提示された本文.
↓↓↓
2018年10月13日
若山牧水記念館「秋の宵に楽しむ 能の響き」
今日は、静岡県沼津市の若山牧水記念館で「秋の宵に楽しむ 能の響き」というコンサートに出演しました。
大倉流小鼓方久田舜一郎が主催するコンサートですが、私が沼津で活動していると聞いていて、お声がけくださいました。
久田師は、大阪在住の大御所の先生です。
そういった方から出演依頼をいただいて、身に余る光栄です。
それと同時に、責任重大です。
演じた曲は、「羽衣」「三井寺」「小袖曽我」「高砂」と、わりにおなじみの曲です。
しかし、それを小鼓の大御所相手に一人で謡うのは、勝手が違います。
おなじみの曲が、どれも大変な曲となりました。
能のお囃子は、小鼓と大鼓で一対となっています。それぞれ担当する領分が違います。
主に、謡い出しのきっかけは大鼓が出すことが多いです。
小鼓だけのお相手で謡うと、どれも謡い出しのタイミングがとても難しい。
私達シテ方は、普段は小鼓と大鼓の打つ音や掛け声を、つながった音楽として耳に覚えていますが、小鼓だけだと、その音楽がどうも違うものに聞こえてきます。
↑↑↑
課題 1.
本文のうち、「演じた曲は、「羽衣」「三井寺」「小袖曽我」「高砂」と、わりにおなじみの曲です。」で始まり「主に、謡い出しのきっかけは大鼓が出すことが多いです。」まで続く部分を、一字一句変えずにそのまま繰り返してください。

[データエントリ]
↓↓↓
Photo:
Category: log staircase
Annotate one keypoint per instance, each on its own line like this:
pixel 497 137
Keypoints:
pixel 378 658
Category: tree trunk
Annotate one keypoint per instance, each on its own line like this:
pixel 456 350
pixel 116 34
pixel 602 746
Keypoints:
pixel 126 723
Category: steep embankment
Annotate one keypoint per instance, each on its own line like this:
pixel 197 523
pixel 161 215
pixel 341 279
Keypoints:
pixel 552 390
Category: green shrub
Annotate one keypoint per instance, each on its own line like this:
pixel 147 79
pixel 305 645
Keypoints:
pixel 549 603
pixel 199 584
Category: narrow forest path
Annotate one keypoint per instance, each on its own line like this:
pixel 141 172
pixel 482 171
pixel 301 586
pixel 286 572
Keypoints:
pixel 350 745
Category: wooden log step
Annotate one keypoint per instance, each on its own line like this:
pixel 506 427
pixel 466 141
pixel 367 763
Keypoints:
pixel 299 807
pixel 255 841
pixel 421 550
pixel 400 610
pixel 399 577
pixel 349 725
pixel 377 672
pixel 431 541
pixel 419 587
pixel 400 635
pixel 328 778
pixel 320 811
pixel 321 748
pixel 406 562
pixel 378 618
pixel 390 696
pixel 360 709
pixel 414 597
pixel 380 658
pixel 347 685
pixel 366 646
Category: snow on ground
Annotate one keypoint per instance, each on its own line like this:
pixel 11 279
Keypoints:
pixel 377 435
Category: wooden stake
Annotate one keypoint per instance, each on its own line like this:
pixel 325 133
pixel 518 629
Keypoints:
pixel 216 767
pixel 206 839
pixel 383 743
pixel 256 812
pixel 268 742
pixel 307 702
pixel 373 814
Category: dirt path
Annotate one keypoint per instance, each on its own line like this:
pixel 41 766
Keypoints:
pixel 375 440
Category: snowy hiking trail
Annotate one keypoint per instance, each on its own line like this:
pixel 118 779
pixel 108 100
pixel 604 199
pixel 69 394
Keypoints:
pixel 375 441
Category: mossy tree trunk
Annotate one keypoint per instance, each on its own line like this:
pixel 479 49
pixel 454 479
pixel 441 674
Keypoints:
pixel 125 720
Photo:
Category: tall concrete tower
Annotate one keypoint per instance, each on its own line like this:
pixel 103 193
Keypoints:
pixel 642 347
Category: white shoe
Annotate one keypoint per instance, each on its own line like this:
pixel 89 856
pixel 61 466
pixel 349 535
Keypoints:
↑↑↑
課題 2.
エントリのうち、「Category: mossy tree trunk」を含む行から始まり、エントリの最後の行まで続く各行を、JSONの文字列リストとして表してください。両端の行も含め、1行を1つの文字列とし、空行は除いてください。

出力結果 1.
演じた曲は、「羽衣」「三井寺」「小袖曽我」「高砂」と、わりにおなじみの曲です。
しかし、それを小鼓の大御所相手に一人で謡うのは、勝手が違います。
おなじみの曲が、どれも大変な曲となりました。
能のお囃子は、小鼓と大鼓で一対となっています。それぞれ担当する領分が違います。
主に、謡い出しのきっかけは大鼓が出すことが多いです。

出力結果 2.
[
  "Category: mossy tree trunk",
  "Annotate one keypoint per instance, each on its own line like this:",
  "pixel 479 49",
  "pixel 454 479",
  "pixel 441 674",
  "Keypoints:",
  "pixel 125 720",
  "Photo:",
  "Category: tall concrete tower",
  "Annotate one keypoint per instance, each on its own line like this:",
  "pixel 103 193",
  "Keypoints:",
  "pixel 642 347",
  "Category: white shoe",
  "Annotate one keypoint per instance, each on its own line like this:",
  "pixel 89 856",
  "pixel 61 466",
  "pixel 349 535",
  "Keypoints:"
]